The option presented here (sentiment vs.
intellect) is old and narrow, notwithstanding the updated vocabulary and clever
word play. Something called “virtue” plays a role in both categories, though somewhat
sneakily. Virtuous is an adjective, virtue a noun, and as the
grammatical function shifts in the opposition, so does meaning. In the 13th
century, virtue was the quality of a first-class Knight and had to do with
strength, even manliness, which makes sense given that the Indo-European root
of the word, *wi-ro, means man. By the
end of the 14th century what constituted “moral qualities” had begun
to shift as the last remnants of Feudalism and courtly culture faded away and
the new market order replaced it. Religious values replaced courtly values, and
virtuousness came to signify the possession of excellent moral qualities as
defined by religious authorities, especially chastity. And although chastity
supposedly applied to both genders, it became feminized in its focus on
controlling female sexuality, including the notorious belts which never existed
for men. Even today, while someone might speak of a virtuous woman, it’s
unlikely they would describe a man that way.
For the Euro American radical
intelligentsia who embraced intoxication and sexuality in the 19th
century as a tonic for the hypocrisy and self-righteousness of bourgeois
culture, “virtue” was a sign of duplicity and shallowness as they witnessed
“upstanding” citizens claim to be virtuous by day, while indulging in
drunkenness and lechery (and killing the occasional streetwalker) at night.

# INFORMATION GIVEN:
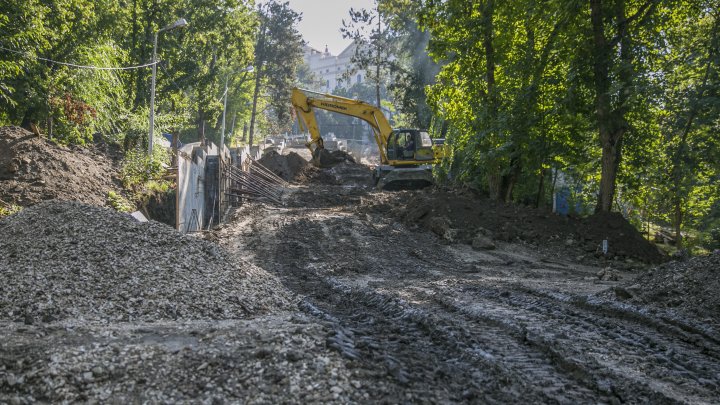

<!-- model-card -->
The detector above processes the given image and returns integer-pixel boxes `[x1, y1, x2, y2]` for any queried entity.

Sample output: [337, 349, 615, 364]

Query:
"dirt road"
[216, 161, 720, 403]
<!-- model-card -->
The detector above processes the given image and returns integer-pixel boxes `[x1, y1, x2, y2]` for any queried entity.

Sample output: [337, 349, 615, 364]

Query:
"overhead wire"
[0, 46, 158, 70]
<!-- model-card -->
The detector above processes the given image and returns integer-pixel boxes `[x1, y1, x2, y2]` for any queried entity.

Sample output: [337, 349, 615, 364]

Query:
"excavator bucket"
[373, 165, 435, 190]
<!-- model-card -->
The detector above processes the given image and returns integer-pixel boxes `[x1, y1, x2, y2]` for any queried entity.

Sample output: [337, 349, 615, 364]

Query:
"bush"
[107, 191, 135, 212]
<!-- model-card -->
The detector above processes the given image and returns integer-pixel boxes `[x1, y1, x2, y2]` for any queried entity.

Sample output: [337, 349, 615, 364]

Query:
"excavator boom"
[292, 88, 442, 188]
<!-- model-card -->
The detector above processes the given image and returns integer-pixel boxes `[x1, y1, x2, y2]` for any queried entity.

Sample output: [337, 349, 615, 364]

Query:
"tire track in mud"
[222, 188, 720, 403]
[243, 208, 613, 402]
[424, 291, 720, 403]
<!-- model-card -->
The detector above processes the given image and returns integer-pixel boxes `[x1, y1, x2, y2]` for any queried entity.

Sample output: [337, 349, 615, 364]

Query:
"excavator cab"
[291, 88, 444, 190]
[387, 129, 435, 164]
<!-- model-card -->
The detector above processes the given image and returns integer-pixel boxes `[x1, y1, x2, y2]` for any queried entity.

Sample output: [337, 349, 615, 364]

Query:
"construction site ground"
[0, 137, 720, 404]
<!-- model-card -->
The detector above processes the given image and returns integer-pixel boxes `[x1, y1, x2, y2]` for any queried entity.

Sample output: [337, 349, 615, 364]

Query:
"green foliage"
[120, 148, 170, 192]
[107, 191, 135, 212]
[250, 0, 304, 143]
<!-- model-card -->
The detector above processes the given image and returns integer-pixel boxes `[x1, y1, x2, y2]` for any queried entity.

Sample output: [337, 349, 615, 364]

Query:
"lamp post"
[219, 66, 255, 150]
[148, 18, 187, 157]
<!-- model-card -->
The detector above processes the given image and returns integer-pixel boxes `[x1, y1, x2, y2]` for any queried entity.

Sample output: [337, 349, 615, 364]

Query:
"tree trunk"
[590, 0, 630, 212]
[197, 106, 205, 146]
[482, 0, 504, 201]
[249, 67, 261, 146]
==
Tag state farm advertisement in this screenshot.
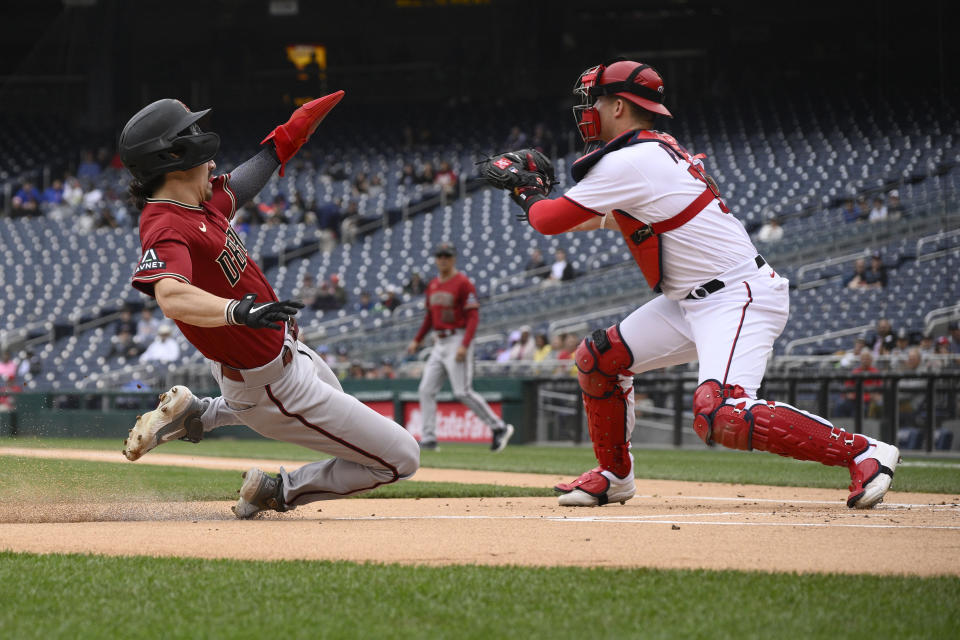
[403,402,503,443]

# PROBLEMS TO SOLVE:
A. In the passage on the history of the word "virtue," what does the Indo-European root *wi-ro mean?
B. Please extend the passage on the history of the word "virtue" by writing what comes after its final sentence.

# ANSWERS:
A. Man.

B.
Robert Louis Stevenson nailed it in Dr. Jekyll and Mr. Hyde. That sense
of duplicity remains, while the issue has shifted. Whereas 75 years ago
virtue had to do with sexual purity, these days it more often refers to
political positions involving identity, race and gender, i.e., what is called
“virtue signalling,” a negative label for a self-righteous social media
behaviour, which, it seems to me, is the sense that informs the phrase,
“virtuous sentiment.” On the other hand, and this is definitely an
on-the-one-hand-and-on-the-other-hand moment, as a noun in the phrase, the
virtue of imaginative intellect, it signifies something different,
harkening back to the original sense of valour, something noble, even . . .
manly.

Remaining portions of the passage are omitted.